• Task instructions:
Please answer these questions from the article on the Imperial Innovations fundraising:
1. How much money does the fundraising bring in?
2. How many companies are in Imperial's portfolio after the five new additions?
3. What stake does Imperial hold in Circassia?

The £100m ($146m) fund raising Imperial Innovations announced today is significant not just because of the amount but also because it got away at all in such a tumultuous biotech market.
The 8% premium on yesterday’s close is a sign that in spite of investors’ general flight from biotech there is still appetite for the venture-style approach taken by Imperial. Indeed, this is the second closing in a week for a UK-based early-stage investor, indicating that the market implosion has not discouraged those financiers willing to be patient with young companies (Interview – Medicxi emerges from Index Ventures with life science focus, February 2, 2016).
No doubt preparations for this were laid well before the market tailspin began in earnest at the beginning of 2016. But as a biotech investor rather than a developer itself, it could be that Imperial is viewed as a safer harbour in that the risk is spread throughout a large portfolio.
Indeed, if anything, Imperial seems to be going against trend when it comes to biotech spending.
While investors in public companies knocked $644bn from biopharma valuations in the opening month of 2016, Imperial spent more than £49m in ventures ranging from a series A round for the diagnostics company Inivata to an investment in University College London’s technology fund (No safe haven as January crash wipes $644bn off biopharma, February 3, 2016).
January’s activity alone nearly matches the £60.8m in investments Imperial made in portfolio companies in the 12 months ended July 31. The company’s investment in its portfolio companies in the first five months of this fiscal year has been £21.2m, with an addition of five companies to the stable, bringing the total to 103 companies.
The new funding is to be used to expand Imperial’s stake in existing portfolio companies, invest in new groups and in technologies emerging from the UCL collaboration.
Imperial appears to be weathering the storm, and indeed seems to see the current market tumble as a buying opportunity. However, it has its own catalyst later this year. Circassia, one of Imperial’s bigger investments, is due to report phase III data for its ToleroMune cat allergy vaccine in the second quarter. In a market driven by sentiment Imperial’s 9% stake in Circassia could weigh heavily on its shares in the event of failure.
Nevertheless, the fact that biotech has come off the boil should not necessarily deter investment in early-stage research. It could be that a patient approach like Imperial’s, with many of the catalysts of its portfolio companies beyond the window of the current market crash, could be a safer one in uncertain times.

• Listed entries:

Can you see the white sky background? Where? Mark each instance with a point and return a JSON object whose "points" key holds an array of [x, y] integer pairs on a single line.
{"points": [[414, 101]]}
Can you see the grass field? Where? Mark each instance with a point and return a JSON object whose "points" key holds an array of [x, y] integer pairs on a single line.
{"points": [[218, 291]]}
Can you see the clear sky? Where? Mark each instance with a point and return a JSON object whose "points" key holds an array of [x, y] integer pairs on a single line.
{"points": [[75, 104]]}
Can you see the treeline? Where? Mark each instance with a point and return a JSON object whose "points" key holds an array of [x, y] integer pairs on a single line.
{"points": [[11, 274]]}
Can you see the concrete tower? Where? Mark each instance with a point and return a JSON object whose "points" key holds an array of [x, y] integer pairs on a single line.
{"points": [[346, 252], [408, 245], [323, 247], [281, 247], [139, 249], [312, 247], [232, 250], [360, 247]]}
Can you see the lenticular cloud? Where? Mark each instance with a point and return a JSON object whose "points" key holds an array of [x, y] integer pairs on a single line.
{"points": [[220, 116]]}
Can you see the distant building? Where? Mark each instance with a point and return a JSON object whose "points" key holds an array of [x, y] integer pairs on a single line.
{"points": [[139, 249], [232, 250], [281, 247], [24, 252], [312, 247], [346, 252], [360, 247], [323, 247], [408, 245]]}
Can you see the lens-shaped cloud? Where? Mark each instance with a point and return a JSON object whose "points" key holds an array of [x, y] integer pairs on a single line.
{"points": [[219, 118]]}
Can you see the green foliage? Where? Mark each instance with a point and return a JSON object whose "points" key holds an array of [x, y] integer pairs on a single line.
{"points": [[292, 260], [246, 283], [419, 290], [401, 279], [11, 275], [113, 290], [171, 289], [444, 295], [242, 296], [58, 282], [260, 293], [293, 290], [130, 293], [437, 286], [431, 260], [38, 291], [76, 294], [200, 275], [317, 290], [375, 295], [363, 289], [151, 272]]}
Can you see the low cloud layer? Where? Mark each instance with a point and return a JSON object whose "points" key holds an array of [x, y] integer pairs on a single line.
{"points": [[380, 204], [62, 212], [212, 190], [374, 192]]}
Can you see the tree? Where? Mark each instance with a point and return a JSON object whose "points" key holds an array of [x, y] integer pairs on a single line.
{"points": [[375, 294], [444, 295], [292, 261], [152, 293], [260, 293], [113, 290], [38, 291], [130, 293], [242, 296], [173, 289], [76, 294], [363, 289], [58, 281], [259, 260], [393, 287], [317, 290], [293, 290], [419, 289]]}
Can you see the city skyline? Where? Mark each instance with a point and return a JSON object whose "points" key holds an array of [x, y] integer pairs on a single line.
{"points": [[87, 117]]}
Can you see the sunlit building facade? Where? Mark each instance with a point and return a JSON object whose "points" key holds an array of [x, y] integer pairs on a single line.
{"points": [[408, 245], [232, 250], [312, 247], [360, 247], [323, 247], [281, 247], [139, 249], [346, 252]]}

• Finished exercise:
1. £100m ($146m)
2. 103
3. 9%